## PROBLEM DETAILS
Add 22 to every coordinate in the answers and write out all of the lines again, requests included, starting at the first line and ending at the line that contains "610 472 L 599".

## DATA SUPPLIED
● ● ● ●
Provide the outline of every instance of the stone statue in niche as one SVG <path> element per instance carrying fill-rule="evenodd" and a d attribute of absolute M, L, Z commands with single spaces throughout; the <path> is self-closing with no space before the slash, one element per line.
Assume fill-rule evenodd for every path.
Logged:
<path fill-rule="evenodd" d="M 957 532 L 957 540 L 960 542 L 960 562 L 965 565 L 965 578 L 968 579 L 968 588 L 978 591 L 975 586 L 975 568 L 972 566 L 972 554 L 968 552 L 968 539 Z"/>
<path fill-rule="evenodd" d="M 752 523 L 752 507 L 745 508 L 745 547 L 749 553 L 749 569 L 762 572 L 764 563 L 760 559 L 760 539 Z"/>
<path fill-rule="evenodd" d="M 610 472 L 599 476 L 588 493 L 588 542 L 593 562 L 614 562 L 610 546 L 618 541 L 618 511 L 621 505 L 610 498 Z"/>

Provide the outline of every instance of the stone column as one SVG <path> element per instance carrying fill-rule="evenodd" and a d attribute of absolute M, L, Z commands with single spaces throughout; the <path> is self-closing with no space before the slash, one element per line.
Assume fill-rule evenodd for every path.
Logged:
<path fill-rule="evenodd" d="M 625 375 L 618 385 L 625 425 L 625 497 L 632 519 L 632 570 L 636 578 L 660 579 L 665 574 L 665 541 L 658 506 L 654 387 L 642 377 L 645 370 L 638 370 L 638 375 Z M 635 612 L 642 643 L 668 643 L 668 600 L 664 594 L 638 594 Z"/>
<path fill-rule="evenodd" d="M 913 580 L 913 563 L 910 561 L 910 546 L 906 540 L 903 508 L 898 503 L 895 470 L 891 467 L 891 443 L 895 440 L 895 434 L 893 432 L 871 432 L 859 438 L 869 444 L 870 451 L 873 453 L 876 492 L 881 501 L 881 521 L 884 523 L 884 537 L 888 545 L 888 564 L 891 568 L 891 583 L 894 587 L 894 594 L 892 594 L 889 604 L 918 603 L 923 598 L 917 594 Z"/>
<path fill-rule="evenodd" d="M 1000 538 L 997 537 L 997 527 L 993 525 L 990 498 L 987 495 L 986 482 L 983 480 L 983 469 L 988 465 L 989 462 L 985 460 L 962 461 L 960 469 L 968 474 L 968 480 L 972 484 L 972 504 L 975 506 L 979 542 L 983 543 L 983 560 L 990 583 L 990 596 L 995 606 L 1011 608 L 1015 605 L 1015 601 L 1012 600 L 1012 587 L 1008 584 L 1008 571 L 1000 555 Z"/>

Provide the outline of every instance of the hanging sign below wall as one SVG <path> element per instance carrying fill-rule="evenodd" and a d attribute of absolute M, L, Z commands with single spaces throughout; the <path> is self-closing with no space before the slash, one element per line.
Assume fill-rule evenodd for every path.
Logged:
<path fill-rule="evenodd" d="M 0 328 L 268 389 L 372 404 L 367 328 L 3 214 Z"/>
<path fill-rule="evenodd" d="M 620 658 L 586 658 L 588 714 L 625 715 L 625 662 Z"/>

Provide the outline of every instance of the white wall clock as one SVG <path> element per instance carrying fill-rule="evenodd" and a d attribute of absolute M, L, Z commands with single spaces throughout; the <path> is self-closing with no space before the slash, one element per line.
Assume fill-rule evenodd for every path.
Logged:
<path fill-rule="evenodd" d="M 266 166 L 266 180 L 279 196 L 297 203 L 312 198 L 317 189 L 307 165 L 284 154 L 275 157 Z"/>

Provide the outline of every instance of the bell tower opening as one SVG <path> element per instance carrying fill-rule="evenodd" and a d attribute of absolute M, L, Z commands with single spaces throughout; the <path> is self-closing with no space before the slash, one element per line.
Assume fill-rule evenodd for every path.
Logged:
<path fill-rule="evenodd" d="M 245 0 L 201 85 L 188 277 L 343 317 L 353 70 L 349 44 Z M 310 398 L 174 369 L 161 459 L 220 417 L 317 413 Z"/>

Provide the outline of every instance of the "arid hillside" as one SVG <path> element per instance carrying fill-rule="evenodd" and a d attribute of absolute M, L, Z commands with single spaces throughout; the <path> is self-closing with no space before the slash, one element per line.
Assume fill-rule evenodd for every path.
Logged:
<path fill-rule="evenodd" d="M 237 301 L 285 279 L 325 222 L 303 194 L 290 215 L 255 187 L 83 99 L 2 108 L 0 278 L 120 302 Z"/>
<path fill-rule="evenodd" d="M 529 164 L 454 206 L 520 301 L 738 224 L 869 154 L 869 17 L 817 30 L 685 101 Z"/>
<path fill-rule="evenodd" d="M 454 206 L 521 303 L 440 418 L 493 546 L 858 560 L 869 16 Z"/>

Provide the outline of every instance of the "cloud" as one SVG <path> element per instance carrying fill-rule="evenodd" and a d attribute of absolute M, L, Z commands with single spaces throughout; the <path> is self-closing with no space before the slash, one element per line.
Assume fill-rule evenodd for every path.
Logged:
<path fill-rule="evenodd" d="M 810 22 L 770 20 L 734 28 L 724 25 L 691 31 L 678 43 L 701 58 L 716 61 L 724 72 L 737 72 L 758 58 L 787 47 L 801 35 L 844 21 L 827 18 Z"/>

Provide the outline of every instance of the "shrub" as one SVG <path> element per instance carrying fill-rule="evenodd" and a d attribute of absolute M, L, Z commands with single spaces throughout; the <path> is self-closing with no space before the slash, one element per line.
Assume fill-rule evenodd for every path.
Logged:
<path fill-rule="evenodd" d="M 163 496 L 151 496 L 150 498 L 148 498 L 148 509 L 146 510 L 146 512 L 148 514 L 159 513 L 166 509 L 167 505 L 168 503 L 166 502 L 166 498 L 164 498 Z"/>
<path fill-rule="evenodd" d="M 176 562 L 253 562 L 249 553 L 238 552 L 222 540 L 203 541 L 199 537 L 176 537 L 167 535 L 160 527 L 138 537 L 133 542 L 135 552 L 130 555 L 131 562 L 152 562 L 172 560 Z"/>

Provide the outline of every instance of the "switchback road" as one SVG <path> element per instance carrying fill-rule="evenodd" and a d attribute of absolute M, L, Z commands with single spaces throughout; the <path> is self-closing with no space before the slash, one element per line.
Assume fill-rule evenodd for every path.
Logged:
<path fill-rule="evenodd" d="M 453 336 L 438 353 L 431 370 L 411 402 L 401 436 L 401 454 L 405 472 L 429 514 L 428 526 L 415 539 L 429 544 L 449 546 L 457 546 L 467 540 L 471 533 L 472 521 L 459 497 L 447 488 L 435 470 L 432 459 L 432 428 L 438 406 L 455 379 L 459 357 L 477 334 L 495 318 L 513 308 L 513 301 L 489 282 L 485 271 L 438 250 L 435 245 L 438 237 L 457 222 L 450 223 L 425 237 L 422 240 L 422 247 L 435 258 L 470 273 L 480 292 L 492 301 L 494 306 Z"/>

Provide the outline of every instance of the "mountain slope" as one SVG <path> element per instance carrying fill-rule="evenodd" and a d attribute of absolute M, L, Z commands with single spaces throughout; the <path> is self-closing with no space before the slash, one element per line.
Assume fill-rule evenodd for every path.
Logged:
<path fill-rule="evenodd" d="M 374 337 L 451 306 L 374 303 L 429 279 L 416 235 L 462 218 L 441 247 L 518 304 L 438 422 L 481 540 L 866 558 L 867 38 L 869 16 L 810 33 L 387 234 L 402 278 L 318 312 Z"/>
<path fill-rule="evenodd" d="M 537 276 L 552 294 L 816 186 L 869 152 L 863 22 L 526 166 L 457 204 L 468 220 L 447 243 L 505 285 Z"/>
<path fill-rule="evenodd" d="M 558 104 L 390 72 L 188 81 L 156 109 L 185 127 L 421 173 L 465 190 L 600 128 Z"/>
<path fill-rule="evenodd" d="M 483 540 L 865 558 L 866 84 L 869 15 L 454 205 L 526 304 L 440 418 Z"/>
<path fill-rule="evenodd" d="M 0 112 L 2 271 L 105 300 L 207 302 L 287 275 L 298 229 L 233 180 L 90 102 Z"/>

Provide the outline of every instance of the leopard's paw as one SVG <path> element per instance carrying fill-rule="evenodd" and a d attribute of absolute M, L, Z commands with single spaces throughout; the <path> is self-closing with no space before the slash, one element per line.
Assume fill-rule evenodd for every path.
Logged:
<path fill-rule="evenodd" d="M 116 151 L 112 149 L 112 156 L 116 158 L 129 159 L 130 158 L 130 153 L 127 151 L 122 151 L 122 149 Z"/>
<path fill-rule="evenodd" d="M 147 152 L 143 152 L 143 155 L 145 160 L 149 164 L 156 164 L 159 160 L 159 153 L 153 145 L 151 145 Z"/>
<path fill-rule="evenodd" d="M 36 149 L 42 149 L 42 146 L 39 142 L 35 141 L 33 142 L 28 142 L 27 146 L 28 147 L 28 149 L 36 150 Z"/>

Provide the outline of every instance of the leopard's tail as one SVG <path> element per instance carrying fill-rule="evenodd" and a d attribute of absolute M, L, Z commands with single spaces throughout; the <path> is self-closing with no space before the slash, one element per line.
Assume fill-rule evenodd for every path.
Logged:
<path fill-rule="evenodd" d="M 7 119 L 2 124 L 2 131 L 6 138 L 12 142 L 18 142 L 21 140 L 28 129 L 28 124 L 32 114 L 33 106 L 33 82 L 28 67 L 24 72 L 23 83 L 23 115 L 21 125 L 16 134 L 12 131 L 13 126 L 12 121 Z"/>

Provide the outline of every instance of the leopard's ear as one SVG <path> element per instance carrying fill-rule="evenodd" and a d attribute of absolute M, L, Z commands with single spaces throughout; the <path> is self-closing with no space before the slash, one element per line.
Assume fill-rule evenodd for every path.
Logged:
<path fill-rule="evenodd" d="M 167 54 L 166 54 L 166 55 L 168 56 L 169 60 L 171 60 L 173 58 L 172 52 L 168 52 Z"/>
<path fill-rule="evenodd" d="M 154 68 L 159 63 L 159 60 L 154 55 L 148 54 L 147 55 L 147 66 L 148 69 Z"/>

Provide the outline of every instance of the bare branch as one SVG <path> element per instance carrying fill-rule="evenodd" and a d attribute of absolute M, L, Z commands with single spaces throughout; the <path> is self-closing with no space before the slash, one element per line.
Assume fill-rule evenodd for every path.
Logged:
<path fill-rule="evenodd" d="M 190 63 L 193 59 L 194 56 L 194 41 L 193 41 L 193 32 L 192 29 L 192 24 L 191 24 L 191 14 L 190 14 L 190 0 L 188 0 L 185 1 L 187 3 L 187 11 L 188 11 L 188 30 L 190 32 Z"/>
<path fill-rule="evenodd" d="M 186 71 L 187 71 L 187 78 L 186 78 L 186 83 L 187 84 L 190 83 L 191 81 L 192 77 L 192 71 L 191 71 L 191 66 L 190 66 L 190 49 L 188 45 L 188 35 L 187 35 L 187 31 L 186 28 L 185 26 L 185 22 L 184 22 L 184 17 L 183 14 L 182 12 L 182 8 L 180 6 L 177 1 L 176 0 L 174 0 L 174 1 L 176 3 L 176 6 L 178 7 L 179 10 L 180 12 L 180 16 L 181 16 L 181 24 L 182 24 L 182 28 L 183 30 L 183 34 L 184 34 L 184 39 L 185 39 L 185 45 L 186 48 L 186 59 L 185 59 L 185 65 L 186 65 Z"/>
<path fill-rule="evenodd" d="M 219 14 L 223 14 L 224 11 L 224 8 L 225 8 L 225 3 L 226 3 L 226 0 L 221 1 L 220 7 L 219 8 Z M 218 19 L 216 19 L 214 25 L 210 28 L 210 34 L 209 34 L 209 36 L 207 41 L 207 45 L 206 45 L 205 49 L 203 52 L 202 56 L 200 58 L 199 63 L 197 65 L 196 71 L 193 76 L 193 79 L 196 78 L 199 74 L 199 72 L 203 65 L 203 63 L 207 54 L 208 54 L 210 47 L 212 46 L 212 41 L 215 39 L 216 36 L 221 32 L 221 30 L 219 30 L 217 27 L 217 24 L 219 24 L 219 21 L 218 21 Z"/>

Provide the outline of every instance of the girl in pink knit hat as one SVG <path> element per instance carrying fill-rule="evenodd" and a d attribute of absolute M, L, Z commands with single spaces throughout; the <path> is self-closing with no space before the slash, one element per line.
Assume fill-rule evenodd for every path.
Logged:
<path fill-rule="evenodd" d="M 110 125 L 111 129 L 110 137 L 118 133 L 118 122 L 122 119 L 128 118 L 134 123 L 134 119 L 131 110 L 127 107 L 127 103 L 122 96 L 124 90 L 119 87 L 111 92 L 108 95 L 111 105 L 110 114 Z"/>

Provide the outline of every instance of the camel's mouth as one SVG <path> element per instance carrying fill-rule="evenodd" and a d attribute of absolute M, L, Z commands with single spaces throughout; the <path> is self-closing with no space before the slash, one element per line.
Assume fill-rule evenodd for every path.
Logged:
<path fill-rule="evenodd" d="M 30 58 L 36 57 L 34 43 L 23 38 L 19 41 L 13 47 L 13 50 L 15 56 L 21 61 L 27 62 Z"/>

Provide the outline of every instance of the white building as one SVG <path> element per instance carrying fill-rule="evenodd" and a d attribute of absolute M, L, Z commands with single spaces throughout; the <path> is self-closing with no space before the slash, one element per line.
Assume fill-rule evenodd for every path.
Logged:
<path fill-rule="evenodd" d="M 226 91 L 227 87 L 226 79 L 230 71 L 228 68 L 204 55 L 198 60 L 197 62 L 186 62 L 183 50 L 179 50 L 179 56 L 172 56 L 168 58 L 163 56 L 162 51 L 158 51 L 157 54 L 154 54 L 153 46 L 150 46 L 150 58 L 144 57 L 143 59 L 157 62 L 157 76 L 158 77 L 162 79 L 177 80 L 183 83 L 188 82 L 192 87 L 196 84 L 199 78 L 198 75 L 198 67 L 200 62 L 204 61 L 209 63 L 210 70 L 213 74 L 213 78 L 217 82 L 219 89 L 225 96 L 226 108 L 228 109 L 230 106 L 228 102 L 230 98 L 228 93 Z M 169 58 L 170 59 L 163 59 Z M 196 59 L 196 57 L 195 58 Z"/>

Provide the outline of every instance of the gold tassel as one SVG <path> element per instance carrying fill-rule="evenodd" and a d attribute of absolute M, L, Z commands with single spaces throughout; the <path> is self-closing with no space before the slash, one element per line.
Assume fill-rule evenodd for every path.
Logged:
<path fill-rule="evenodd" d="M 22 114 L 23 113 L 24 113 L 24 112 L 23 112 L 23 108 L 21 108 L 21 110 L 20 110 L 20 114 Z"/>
● ● ● ●
## ANSWER FOR THIS EXERCISE
Provide the outline of every instance of the stone statue in niche as one SVG <path> element per instance carrying fill-rule="evenodd" and a d attribute of absolute M, L, Z commands with single spaces throughout; the <path> is self-closing with no space before the slash, one element per line.
Assume fill-rule evenodd for every path.
Logged:
<path fill-rule="evenodd" d="M 979 554 L 979 562 L 982 564 L 982 584 L 987 587 L 987 600 L 990 601 L 990 610 L 1000 613 L 997 608 L 997 590 L 994 588 L 994 576 L 990 574 L 990 561 Z"/>
<path fill-rule="evenodd" d="M 774 545 L 774 529 L 767 530 L 767 569 L 771 575 L 771 591 L 784 594 L 786 585 L 782 581 L 782 561 Z"/>
<path fill-rule="evenodd" d="M 632 494 L 621 498 L 610 515 L 610 564 L 615 584 L 636 584 L 632 568 L 640 563 L 640 533 L 643 527 L 632 520 Z"/>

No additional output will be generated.